- **Goal**: Please copy out, word for word, the part of the records that opens with the line containing "The component shall locate the window" and runs through the end of the records, with both ends included. Leave the pictures out of your answer.

[Dataset rows showing where objects appear]
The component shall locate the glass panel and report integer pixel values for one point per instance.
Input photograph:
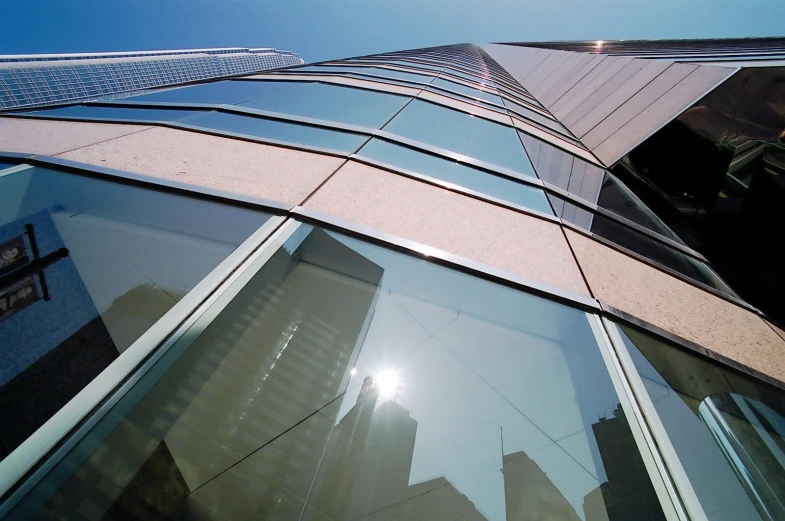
(7, 164)
(426, 394)
(728, 429)
(333, 103)
(280, 130)
(117, 113)
(462, 133)
(88, 266)
(591, 183)
(480, 78)
(216, 93)
(374, 71)
(468, 91)
(457, 173)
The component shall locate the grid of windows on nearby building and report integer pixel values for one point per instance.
(36, 80)
(193, 351)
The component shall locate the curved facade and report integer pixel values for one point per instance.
(418, 285)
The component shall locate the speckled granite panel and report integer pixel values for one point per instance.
(226, 164)
(49, 137)
(678, 307)
(452, 222)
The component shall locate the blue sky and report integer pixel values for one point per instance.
(327, 29)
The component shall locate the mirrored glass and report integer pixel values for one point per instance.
(117, 113)
(374, 71)
(462, 133)
(215, 93)
(468, 91)
(642, 244)
(728, 429)
(294, 133)
(480, 78)
(7, 164)
(456, 173)
(426, 394)
(329, 102)
(87, 266)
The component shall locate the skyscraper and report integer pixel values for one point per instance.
(33, 80)
(360, 289)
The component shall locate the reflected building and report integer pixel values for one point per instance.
(529, 494)
(219, 264)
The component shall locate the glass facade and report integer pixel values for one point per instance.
(727, 429)
(405, 402)
(87, 267)
(35, 80)
(288, 361)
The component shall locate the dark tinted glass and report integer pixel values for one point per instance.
(643, 245)
(333, 103)
(87, 266)
(591, 183)
(728, 430)
(425, 395)
(117, 113)
(457, 173)
(216, 93)
(463, 89)
(534, 116)
(279, 130)
(375, 71)
(7, 164)
(480, 78)
(462, 133)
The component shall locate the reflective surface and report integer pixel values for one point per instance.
(727, 429)
(640, 243)
(463, 89)
(215, 93)
(716, 175)
(426, 394)
(87, 266)
(278, 130)
(591, 183)
(117, 113)
(457, 173)
(461, 133)
(372, 71)
(354, 106)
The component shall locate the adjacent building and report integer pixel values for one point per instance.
(33, 80)
(495, 282)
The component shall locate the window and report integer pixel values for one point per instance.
(353, 106)
(453, 172)
(728, 430)
(258, 127)
(462, 133)
(446, 380)
(87, 267)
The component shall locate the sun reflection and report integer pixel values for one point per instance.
(387, 382)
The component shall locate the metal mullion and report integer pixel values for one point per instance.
(648, 448)
(444, 258)
(37, 455)
(647, 413)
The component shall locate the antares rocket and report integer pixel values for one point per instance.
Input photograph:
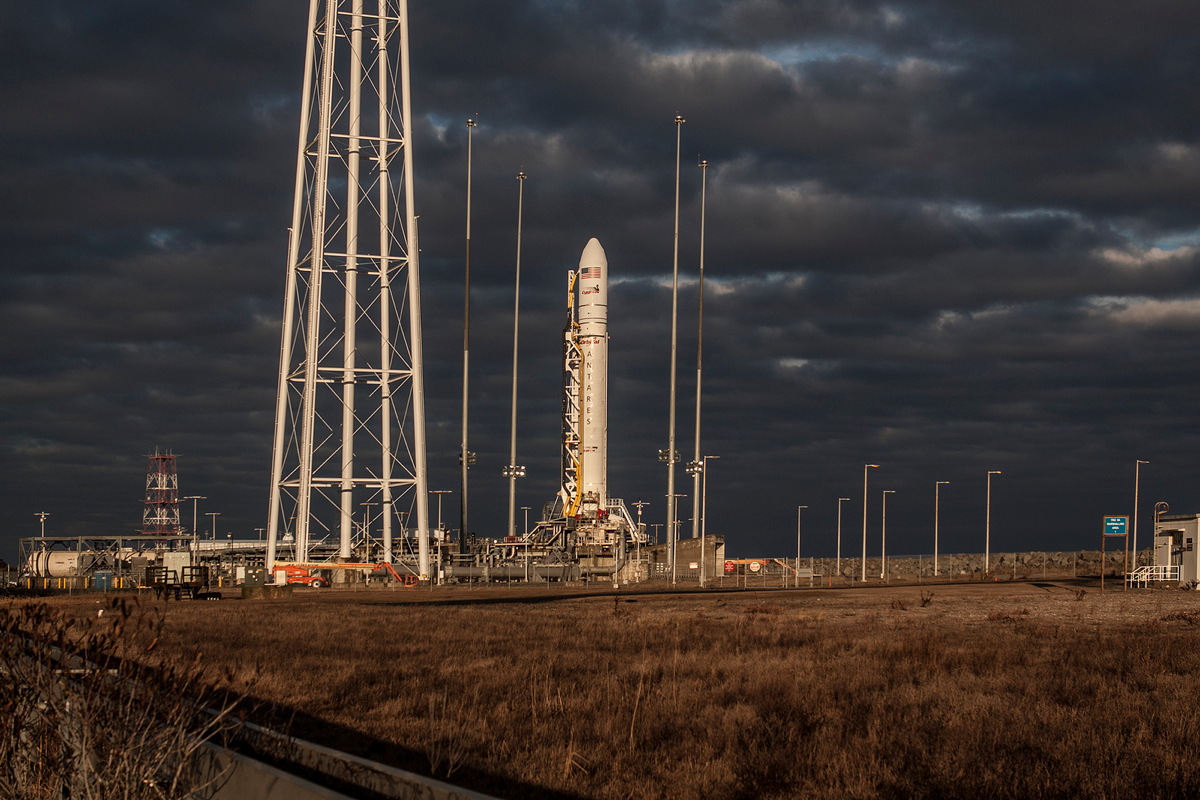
(594, 516)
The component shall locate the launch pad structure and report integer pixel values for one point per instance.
(349, 422)
(583, 531)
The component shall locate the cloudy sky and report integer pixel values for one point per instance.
(943, 236)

- **Task answer**:
The component shall locate the window and report integer pixel values for one point per instance.
(353, 106)
(453, 172)
(728, 430)
(258, 127)
(462, 133)
(446, 380)
(87, 267)
The component shall locate the sun reflection and report integer pixel values for one point per instance.
(387, 382)
The component shall locate the metal mullion and report integer pixel values for one point per instance.
(648, 448)
(444, 258)
(37, 455)
(647, 413)
The component shall locate the antares rocket and report integer pixel values for one point per instance.
Input photograph:
(594, 516)
The component shall locate the launch pad structure and report integer pixel values for one point per instance.
(349, 422)
(583, 531)
The component shall locate the cloudy sky and report integer pixel values for one point per instance.
(943, 236)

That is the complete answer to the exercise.